GIVEN DATA:
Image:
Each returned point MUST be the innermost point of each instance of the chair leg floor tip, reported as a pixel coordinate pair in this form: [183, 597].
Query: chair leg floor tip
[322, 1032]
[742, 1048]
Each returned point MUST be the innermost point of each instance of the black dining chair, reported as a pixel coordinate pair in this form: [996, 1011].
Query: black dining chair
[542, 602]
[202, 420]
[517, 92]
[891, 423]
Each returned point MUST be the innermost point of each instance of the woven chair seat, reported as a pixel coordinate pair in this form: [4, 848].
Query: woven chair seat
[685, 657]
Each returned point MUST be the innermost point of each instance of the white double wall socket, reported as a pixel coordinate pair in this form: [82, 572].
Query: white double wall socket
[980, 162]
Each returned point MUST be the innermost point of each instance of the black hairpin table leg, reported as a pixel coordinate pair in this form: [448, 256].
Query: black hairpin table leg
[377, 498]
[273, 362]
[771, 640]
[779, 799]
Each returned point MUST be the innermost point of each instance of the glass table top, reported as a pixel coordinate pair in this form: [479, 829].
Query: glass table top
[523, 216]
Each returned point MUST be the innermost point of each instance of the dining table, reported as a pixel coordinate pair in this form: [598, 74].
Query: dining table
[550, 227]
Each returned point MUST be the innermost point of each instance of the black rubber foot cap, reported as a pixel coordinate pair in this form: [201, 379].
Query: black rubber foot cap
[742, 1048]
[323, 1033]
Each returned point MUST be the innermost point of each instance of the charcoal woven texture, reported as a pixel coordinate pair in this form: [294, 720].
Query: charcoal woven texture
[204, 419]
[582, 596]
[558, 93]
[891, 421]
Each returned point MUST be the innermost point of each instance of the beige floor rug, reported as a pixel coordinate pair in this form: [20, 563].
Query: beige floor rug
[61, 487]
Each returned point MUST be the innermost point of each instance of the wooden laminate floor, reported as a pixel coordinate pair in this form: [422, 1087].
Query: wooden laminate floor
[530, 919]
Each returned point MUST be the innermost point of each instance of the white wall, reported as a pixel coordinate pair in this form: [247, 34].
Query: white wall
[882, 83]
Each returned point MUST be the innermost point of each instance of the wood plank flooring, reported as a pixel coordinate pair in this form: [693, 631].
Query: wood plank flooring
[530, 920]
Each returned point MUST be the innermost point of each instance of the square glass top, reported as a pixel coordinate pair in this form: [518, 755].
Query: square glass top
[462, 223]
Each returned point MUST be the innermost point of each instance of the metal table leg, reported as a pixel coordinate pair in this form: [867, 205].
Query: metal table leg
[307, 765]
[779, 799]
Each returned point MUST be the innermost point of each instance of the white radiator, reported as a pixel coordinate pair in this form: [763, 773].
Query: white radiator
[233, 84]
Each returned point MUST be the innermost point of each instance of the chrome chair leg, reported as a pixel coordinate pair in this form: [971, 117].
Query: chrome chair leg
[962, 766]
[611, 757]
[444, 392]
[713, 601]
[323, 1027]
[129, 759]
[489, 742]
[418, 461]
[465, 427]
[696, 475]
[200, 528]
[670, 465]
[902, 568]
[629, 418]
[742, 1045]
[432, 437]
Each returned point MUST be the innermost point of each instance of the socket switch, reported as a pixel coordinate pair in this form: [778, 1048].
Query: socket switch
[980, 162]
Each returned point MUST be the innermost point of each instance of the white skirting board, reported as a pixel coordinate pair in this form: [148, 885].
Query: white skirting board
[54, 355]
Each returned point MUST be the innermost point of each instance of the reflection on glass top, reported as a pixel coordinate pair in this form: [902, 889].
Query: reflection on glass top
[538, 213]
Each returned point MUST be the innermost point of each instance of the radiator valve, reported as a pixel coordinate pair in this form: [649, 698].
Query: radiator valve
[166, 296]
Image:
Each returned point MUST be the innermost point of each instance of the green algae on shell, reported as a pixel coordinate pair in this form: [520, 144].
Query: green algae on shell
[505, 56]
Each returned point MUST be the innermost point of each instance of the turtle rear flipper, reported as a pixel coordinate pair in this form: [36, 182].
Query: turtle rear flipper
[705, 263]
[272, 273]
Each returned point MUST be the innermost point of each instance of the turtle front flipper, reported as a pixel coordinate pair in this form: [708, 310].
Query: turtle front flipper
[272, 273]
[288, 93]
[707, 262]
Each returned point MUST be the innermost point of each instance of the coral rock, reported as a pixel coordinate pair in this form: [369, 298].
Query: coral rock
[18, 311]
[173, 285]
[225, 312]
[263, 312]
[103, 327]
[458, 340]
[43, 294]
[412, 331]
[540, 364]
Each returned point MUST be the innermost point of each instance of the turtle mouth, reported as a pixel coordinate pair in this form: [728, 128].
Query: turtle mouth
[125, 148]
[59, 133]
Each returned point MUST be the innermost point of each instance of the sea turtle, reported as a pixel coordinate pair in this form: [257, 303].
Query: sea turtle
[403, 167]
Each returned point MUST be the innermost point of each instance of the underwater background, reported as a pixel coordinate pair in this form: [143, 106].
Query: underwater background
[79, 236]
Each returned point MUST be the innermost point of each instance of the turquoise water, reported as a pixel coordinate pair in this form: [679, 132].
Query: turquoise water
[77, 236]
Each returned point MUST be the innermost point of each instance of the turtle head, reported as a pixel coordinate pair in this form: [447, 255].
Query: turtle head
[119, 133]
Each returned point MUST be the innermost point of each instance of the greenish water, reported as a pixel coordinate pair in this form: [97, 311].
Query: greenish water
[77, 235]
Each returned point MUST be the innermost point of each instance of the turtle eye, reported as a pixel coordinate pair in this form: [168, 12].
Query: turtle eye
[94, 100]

REQUIRED WORK: Please reproduce the material in its entirety, exactly as it stands.

ANSWER TO THE PROBLEM:
Image:
Each returned point MUST be the innermost point of each instance of the chair leg floor tip, reported as a pixel coordinate pair in this form: [183, 597].
Query: chair leg floor tip
[322, 1032]
[742, 1048]
Each returned point MUST be the innermost point of each instance of the black dining chair, reported as a pixel coordinate pair in this form: [996, 1011].
Query: black dining chair
[542, 602]
[202, 420]
[517, 92]
[891, 423]
Each returned point MUST be the innermost point of each instance of the woven chair seat, reported as a pixel coordinate pair in this form: [4, 848].
Query: woven chair seat
[685, 657]
Each returned point MUST be the innermost point of each instance of the white double wall socket, reported as a pixel coordinate pair in this form: [82, 572].
Query: white double wall socket
[980, 162]
Each returned point MUST be the innermost point of each instance of the black hairpin table leg, reported as a pixel coordinate pair in this form: [448, 256].
Query: black hairpin table leg
[377, 498]
[273, 362]
[771, 640]
[779, 799]
Each returned point MUST be the innermost point of each instance of the glass table top, reported as a pixel coordinate pair in this form: [479, 829].
Query: glass table top
[523, 216]
Each returned point MUST be the innermost point of each instance of the dining table, reported as a pixel coordinate pair in this form: [598, 74].
Query: dining table
[550, 227]
Each returned point MUST be the innermost point of each instance of the black rubber foot cap, reported as a pixel coordinate pair in this form: [201, 379].
Query: black rubber foot cap
[742, 1048]
[323, 1033]
Each returned point MUST be the innermost point of each instance of the charcoal woven texture, reported as a pixel coordinate pair in this form: [294, 720].
Query: charcoal woven texture
[204, 419]
[582, 596]
[558, 93]
[891, 421]
Each returned point MUST be the innermost point of each instance of the beige floor rug, reported as a pixel coordinate pair in this form: [20, 563].
Query: beige floor rug
[61, 487]
Each returned point MUST be the innermost point of each instance of the wooden laminate floor, reported as a pixel coordinate pair in this form: [422, 1087].
Query: wooden laminate floor
[530, 919]
Each returned point MUST be the innermost point of each instance of the white wall, reported as a pixel coordinate pair in this form: [247, 34].
Query: white wall
[882, 83]
Each returned point MUST be the innermost point of each instance of the wood plank flooring, reported as a pixel coordinate pair in this form: [693, 631].
Query: wood plank flooring
[530, 920]
Each returned point MUST be the innermost point of each instance of the square glass top, reported as a pixel coordinate pair in this form: [518, 755].
Query: square glass top
[462, 223]
Each returned point MUST be the innermost point of each instance of the metal table leg, reported as a pixel coordinate pair in this form: [867, 205].
Query: metal table leg
[307, 765]
[779, 799]
Each returned point MUST be the innermost point of each instance of the white radiator, reported as a pixel coordinate pair in this form: [763, 773].
Query: white radiator
[233, 84]
Each returned point MUST be the innermost point of each instance of the chrome chair leg, reported as a pixel coordinate pair in this form: [971, 117].
Query: chrome chair leg
[962, 766]
[611, 757]
[444, 392]
[713, 601]
[323, 1027]
[129, 759]
[489, 742]
[418, 461]
[465, 427]
[696, 475]
[200, 528]
[670, 465]
[902, 568]
[629, 418]
[742, 1045]
[432, 437]
Each returned point MUST be the innermost point of each instance of the socket switch, reported as a pixel coordinate pair in this form: [778, 1048].
Query: socket switch
[980, 162]
Each returned point MUST be the innermost point of each instance of the white skirting board, reported as a pixel coordinate pair in this form: [148, 885].
Query: white skirting board
[54, 355]
Each returned point MUST be the innermost point of each instance of the reflection on glass top, reported as a pixel coordinate pair in this form: [902, 889].
Query: reflection on glass top
[538, 213]
Each returned point MUST be the innermost point of each instance of the radiator valve, reported as a pixel coordinate pair in this form: [649, 698].
Query: radiator valve
[166, 296]
Image:
Each returned point MUST be the innermost point of each instance of the green algae on shell, reported as a pixel coordinate pair in this form: [520, 144].
Query: green algae on shell
[505, 56]
Each returned point MUST be the innermost point of each instance of the turtle rear flipper, reported as a pixel coordinate pair in this form: [36, 182].
Query: turtle rear flipper
[705, 263]
[272, 273]
Each returned point MUST be the innermost point of each instance of the turtle front flipper, reported as a pixel coordinate pair in this form: [708, 310].
Query: turtle front flipper
[272, 273]
[288, 93]
[707, 262]
Each returned point MUST be the innermost point of each instance of the coral rock, reported as a pixel coordinate pair in this form: [369, 298].
Query: coral rock
[18, 311]
[173, 285]
[225, 312]
[263, 312]
[103, 327]
[458, 340]
[43, 294]
[412, 331]
[540, 364]
Each returned point MUST be the innermost point of each instance of the turtle mouth, reported as a pixel coordinate pair in this form: [728, 128].
Query: turtle mouth
[125, 148]
[59, 133]
Each returned point MUST be the innermost point of each instance of the sea turtle, reported as a pixel coordinate pair in this form: [257, 303].
Query: sea turtle
[403, 167]
Each returned point MUST be the innermost point of each instance of the underwater background, reported as a pixel coordinate pair in this form: [143, 106].
Query: underwater background
[79, 236]
Each returned point MUST be the innermost point of each instance of the turquoise water, reported as a pixel coordinate pair in this form: [679, 132].
Query: turquoise water
[77, 236]
Each returned point MUST be the innermost point of each instance of the turtle head, reported as a pixel coordinate pair in this form: [447, 255].
Query: turtle head
[119, 133]
Each returned point MUST be the innermost point of each instance of the greenish water, reported as a pixel coordinate pair in this form: [97, 311].
Query: greenish water
[77, 235]
Each returned point MUST be the innermost point of each instance of the turtle eye, reported as a pixel coordinate pair in this form: [168, 12].
Query: turtle eye
[94, 100]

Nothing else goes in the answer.